** BEGIN **

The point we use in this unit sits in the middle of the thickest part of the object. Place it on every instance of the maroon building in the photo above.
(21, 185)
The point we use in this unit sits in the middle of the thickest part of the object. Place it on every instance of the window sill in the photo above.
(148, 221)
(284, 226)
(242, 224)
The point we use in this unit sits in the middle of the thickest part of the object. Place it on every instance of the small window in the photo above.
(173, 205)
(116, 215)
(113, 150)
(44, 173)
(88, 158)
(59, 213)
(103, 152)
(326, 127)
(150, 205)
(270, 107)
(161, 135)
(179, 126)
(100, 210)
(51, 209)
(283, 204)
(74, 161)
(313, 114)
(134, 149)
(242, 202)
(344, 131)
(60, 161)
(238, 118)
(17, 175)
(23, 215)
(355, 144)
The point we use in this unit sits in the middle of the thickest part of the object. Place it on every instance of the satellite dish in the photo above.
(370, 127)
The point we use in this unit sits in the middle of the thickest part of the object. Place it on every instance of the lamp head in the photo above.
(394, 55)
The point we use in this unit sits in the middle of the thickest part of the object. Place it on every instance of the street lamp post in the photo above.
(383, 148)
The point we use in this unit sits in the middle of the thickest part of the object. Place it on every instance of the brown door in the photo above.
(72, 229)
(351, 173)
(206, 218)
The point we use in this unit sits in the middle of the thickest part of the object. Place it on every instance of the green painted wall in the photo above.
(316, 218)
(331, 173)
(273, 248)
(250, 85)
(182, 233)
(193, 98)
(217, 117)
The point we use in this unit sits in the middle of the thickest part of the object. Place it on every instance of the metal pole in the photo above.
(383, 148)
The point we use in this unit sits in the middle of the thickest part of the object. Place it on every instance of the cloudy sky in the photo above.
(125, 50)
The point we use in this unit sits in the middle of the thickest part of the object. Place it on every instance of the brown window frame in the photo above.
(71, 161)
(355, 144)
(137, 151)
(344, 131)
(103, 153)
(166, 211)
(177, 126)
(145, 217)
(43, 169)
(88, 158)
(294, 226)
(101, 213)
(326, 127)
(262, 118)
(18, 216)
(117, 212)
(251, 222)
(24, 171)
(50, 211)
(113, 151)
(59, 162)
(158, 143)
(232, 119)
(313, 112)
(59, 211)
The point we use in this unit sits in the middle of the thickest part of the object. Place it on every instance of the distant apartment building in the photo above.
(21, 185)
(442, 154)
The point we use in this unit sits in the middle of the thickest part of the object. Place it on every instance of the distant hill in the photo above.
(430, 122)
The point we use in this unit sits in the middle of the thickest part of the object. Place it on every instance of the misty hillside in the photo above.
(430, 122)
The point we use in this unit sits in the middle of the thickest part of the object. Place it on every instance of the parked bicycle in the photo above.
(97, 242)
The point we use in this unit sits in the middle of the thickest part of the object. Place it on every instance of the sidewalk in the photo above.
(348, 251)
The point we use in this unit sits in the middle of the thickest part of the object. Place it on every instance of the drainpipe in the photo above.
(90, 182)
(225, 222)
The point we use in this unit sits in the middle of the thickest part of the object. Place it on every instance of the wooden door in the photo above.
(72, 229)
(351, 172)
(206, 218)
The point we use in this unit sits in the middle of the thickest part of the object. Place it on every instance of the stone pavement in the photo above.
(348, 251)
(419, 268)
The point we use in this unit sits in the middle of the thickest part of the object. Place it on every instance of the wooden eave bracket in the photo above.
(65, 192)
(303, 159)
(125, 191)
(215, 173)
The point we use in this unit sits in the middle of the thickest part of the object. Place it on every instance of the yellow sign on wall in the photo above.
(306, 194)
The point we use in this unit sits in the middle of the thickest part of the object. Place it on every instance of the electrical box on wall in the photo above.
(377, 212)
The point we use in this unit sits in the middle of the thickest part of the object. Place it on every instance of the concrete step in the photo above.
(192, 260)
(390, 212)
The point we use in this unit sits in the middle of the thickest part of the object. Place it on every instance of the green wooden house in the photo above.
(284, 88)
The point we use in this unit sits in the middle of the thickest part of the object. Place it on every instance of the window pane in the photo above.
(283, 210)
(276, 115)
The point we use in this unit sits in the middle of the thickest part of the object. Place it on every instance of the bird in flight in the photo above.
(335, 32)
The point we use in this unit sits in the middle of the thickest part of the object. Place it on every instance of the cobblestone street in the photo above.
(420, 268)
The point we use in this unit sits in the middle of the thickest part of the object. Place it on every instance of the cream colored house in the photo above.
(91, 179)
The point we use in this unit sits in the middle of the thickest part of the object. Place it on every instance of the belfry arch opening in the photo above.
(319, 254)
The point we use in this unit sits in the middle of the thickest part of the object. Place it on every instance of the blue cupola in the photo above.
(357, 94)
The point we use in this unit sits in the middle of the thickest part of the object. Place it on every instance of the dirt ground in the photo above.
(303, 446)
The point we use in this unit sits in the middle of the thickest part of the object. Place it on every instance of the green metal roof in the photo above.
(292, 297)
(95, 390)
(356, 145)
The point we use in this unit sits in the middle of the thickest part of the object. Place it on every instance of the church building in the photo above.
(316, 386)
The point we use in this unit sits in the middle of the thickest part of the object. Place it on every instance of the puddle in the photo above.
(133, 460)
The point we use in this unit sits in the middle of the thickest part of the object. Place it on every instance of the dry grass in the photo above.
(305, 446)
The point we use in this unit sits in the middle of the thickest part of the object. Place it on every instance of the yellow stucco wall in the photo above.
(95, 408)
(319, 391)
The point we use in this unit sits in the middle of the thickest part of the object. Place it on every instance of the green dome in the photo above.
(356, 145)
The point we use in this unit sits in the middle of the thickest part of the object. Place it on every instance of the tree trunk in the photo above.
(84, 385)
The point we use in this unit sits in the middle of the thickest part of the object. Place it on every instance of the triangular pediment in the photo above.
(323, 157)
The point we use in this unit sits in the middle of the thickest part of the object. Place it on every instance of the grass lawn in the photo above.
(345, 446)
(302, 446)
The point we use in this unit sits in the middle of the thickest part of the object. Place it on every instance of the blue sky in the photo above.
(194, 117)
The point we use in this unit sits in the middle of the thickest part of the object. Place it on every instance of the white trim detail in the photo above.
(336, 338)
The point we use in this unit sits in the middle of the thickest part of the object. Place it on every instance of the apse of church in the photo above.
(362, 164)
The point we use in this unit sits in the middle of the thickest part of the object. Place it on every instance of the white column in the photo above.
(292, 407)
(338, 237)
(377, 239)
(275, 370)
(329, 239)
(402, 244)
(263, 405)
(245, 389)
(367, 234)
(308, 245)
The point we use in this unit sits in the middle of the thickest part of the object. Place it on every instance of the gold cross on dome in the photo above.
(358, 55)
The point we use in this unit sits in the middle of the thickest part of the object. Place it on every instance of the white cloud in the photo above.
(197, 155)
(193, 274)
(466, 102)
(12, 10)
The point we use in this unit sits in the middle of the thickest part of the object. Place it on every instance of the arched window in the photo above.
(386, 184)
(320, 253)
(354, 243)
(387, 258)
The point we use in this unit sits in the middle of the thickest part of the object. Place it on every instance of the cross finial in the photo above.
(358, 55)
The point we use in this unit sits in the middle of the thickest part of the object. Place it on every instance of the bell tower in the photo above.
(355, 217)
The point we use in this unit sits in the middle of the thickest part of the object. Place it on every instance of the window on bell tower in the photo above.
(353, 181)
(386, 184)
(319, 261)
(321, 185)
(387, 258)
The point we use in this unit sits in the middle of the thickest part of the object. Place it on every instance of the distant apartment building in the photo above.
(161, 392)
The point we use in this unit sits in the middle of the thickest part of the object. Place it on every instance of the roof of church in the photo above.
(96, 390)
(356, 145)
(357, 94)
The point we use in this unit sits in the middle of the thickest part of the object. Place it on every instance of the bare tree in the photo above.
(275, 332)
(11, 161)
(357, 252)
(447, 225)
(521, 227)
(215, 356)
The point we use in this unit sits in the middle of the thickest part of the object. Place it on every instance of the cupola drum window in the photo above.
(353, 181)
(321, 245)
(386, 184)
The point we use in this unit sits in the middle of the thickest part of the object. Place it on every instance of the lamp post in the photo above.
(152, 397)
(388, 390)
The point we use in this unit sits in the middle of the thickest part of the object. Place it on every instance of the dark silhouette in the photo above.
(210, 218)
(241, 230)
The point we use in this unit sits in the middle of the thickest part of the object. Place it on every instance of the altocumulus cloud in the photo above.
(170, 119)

** END **
** BEGIN **

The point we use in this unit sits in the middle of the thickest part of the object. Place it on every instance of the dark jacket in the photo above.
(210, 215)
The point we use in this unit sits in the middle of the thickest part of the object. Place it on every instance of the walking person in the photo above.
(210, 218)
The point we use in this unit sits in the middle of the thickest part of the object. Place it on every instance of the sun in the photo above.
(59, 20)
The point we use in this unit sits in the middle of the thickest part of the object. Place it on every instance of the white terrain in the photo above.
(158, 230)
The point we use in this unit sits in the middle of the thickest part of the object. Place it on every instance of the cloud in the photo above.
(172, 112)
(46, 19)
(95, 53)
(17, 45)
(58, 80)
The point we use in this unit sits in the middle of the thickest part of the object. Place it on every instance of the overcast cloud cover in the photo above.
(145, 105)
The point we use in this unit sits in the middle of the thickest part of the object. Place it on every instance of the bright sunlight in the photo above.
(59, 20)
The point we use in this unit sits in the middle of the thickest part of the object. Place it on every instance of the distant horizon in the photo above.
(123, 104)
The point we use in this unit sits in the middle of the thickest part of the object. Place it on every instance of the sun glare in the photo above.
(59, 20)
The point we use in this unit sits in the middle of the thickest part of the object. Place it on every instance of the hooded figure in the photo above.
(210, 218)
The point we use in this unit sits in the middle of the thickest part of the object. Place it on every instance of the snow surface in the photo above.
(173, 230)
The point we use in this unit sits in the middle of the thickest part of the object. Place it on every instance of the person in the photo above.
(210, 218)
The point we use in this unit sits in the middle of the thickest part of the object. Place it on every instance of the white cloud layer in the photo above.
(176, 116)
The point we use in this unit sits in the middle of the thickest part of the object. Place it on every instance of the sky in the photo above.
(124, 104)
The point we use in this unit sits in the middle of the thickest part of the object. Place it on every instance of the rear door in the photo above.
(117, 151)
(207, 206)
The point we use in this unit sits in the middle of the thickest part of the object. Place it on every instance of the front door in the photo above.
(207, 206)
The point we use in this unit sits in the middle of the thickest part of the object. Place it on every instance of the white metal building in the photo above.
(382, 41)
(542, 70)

** END **

Collect every row in both blocks above that contains the word "house", and copy each of those rows in full.

The point we use in this unit sits in the middle of the thickest part of the object. Place it on every instance of the green wooden house in the photo above.
The point we use in this unit sits in the middle of the thickest part of the object. Place it on every instance of the cream colored house in the photo above.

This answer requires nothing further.